[start of PROVIDED DATA]

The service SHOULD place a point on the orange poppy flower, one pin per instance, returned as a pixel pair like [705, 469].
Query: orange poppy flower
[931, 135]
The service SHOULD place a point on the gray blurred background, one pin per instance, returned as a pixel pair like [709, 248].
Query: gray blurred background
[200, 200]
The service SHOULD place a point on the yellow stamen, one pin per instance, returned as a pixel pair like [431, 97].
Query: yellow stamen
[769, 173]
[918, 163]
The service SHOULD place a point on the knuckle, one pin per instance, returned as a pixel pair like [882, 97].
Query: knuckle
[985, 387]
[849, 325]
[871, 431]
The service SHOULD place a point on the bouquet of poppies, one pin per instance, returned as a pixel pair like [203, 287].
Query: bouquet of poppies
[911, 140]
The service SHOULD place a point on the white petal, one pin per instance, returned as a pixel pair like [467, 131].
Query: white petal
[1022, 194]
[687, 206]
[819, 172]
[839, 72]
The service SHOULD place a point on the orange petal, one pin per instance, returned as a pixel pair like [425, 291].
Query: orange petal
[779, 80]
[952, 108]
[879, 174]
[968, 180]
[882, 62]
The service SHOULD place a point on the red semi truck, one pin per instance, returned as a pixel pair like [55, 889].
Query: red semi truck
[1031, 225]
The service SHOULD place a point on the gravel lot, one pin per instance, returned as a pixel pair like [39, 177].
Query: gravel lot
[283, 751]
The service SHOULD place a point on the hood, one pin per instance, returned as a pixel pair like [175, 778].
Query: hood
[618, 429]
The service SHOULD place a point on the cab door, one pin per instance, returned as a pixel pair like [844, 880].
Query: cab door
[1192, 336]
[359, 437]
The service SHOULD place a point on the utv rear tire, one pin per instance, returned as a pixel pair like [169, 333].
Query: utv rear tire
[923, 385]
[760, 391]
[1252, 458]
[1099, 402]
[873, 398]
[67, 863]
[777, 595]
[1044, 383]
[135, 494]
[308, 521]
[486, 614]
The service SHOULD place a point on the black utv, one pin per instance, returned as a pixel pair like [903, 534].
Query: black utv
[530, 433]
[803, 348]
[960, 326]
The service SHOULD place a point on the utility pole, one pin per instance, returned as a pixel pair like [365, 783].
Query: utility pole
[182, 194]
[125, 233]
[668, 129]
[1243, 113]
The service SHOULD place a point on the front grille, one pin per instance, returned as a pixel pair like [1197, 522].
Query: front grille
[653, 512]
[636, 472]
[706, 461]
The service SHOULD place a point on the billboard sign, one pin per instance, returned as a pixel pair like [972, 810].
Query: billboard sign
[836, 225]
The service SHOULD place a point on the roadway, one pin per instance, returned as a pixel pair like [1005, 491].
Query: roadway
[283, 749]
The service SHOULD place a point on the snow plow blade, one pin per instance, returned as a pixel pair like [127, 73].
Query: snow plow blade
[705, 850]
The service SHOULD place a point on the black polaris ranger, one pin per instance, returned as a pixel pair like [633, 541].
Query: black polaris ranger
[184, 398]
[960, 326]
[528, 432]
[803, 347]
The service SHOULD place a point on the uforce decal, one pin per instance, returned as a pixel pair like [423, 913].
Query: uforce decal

[end of PROVIDED DATA]

◆ WHAT THE TASK ASKS
Can you print all of the material above, reproducing every line word for word without any change?

◆ CORRECT RESULT
The service SHOULD place a point on the orange poppy flower, one pin per instance, returned as a pixel pair like [705, 469].
Query: orange poppy flower
[931, 135]
The service SHOULD place a point on the gray blurred background, one pin per instance, returned as a pixel pair like [709, 248].
Query: gray blurred background
[200, 200]
The service SHOULD place a point on the yellow stamen, one pin per instance, returned as a pixel pair like [431, 97].
Query: yellow stamen
[769, 173]
[918, 163]
The service SHOULD place a point on the knuckle, one pin per instance, returned as a pixel pair like [882, 97].
Query: knuckle
[985, 387]
[849, 325]
[871, 431]
The service SHOULD place a point on the bouquet of poppies, one pin per instance, returned as a pixel pair like [203, 287].
Query: bouquet of poppies
[911, 140]
The service SHOULD place a point on the white petal, one pin per instance, returned as a pixel pair like [467, 131].
Query: white petal
[1022, 194]
[687, 206]
[819, 172]
[839, 72]
The service SHOULD place a point on the orange petal, one pin per instance, returned as a pixel pair like [425, 291].
Query: orange petal
[779, 80]
[952, 108]
[879, 174]
[968, 180]
[882, 62]
The service SHOULD place a point on the red semi truck, one pin per instance, returned as a pixel pair like [55, 889].
Query: red semi truck
[1031, 225]
The service SHOULD place a point on the gravel lot, one pin per instance, returned as a pixel pair like [39, 177].
Query: gravel lot
[283, 751]
The service SHOULD place a point on the hood, one pin per instance, returned as a pixel pair like [175, 778].
Query: hood
[618, 429]
The service SHOULD place a point on the cab door, one pin per instance, returned as a pixel pair like [844, 880].
Query: cab door
[1192, 336]
[359, 437]
The service SHOULD place a point on the utv rear tire, one pin per instance, returned as a pixel pair like [169, 333].
Query: utv rear tire
[923, 385]
[760, 391]
[1252, 458]
[1099, 402]
[873, 398]
[67, 863]
[777, 595]
[1044, 383]
[135, 494]
[308, 521]
[486, 614]
The service SHOULD place a point on the black utv, one pin per instance, returned as a pixel pair like [903, 534].
Query: black utv
[530, 433]
[803, 348]
[960, 326]
The service SHOULD place a point on the utility pole, one pin per instance, returned as a pixel pair like [365, 783].
Query: utility pole
[182, 194]
[125, 233]
[668, 129]
[1243, 113]
The service SHOULD place a point on the front grille, one pin per instance, returned as a pixel pair like [1197, 522].
Query: front grille
[653, 512]
[636, 472]
[706, 461]
The service SHOULD place a point on the billboard sign, one pin per instance, returned as a pixel pair like [972, 810].
Query: billboard sign
[836, 225]
The service SHOULD place a point on the roadway, one pin per instance, returned as a pixel pair like [1005, 491].
Query: roadway
[283, 749]
The service SHOULD place a point on the snow plow blade, one pin per instance, returned as a pixel pair like [127, 73].
Query: snow plow blade
[705, 850]
The service SHOULD place a point on the black polaris ranger, one pin per instance, returned as a pixel pair like [633, 541].
Query: black polaris ranger
[184, 398]
[960, 326]
[528, 432]
[803, 347]
The service SHOULD place a point on the uforce decal, one pin per instance, returned as a pixel pair like [423, 913].
Query: uforce decal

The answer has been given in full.